*** Opening TASK INPUT ***
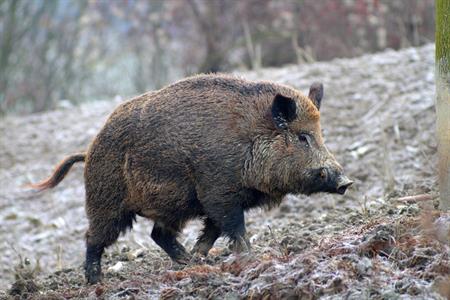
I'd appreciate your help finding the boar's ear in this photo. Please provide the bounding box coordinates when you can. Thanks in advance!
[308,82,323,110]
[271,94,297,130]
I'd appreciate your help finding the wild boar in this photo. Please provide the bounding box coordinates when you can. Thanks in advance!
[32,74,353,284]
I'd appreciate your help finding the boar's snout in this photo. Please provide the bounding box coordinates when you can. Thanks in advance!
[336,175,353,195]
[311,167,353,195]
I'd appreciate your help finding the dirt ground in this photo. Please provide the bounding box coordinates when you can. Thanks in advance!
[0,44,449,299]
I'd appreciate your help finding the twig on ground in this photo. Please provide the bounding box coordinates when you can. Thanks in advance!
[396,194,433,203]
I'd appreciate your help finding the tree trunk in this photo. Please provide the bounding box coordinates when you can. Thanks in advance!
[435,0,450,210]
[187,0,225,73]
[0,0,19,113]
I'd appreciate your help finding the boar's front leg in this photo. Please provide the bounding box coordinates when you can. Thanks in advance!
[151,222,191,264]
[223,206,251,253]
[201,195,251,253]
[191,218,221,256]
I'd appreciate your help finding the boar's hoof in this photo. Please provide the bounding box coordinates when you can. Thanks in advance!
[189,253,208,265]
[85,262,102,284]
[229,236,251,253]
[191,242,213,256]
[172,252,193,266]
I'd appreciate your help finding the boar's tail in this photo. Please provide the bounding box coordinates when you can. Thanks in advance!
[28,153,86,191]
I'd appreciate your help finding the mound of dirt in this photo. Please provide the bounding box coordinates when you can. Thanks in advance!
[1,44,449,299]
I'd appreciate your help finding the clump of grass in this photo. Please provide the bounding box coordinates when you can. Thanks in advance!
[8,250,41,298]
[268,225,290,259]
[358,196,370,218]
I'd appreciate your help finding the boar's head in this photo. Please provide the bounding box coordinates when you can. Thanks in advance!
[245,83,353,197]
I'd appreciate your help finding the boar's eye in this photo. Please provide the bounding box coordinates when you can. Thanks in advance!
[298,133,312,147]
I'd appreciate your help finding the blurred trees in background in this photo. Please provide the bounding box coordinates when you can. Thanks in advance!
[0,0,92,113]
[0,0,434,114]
*** Closing TASK INPUT ***
## AIM OF THE TASK
Every line above needs to be written out again as it stands. Pictures do not belong in the copy.

## PROBLEM SOLUTION
I'd appreciate your help finding the boar's ear in this photo. Please provide the bounding box coordinates when you can. Thanks in advance!
[308,82,323,110]
[271,94,297,130]
I'd appreciate your help finding the wild boar in this photo. Please provide the bounding box coordinates when you can. Thanks in advance!
[32,74,353,284]
I'd appreciate your help finding the boar's snout in this photo. Please provide the bounding box coordinates when you can. Thanks in advance!
[336,175,353,195]
[311,167,353,195]
I'd appreciate your help finding the dirt ground in this photo. Please provide the bounding box coordinates when you can. Thanks in advance!
[0,44,449,299]
I'd appreciate your help finding the twig on ground in this photo. Please provide the bounding box coordinates when you can. Thanks in advance!
[396,194,433,203]
I'd appreciate your help finding the tree trunk in this photo. Please provide the bounding box coordinates when you can. Thanks in advance!
[435,0,450,210]
[187,0,225,73]
[0,0,19,113]
I'd appreciate your help finding the boar's front leg in this photo. Please provide the bounding box coordinates when you can. Thanks in advance!
[151,222,191,264]
[223,206,251,253]
[201,195,251,253]
[191,218,221,256]
I'd appreciate your help finding the boar's hoof in this photo. Please provide the bounding box coordinates when you can. Thanks in advance!
[189,253,208,265]
[85,262,102,284]
[229,236,251,253]
[191,242,213,256]
[172,252,193,266]
I'd appreciate your help finding the boar's tail in this photo. Please provide the bounding box coordinates when you can. Thanks in advance!
[28,153,86,191]
I'd appreciate your help finding the mound of dirt in this photo. Please provide the bounding box coordinates when you can. Thanks in advance!
[1,44,449,299]
I'd appreciate your help finding the clump of grass in this photo. Please provide the bounding box coordinates when you can. Thanks in advance!
[8,250,41,298]
[268,225,290,259]
[358,196,370,218]
I'd appreciate your help finding the boar's head in this photo. Please provide the bounding box coordinates when you can. Thanks in advance!
[245,83,353,197]
I'd appreciate your help finding the boar's eye in this photo. Please provide the bounding box coordinates when you can. Thanks in advance!
[298,133,312,147]
I'd appreciate your help finding the blurred trees in background in this photo. Please provide the bounding box coordinates when you can. Thanks in advance!
[0,0,92,113]
[0,0,434,114]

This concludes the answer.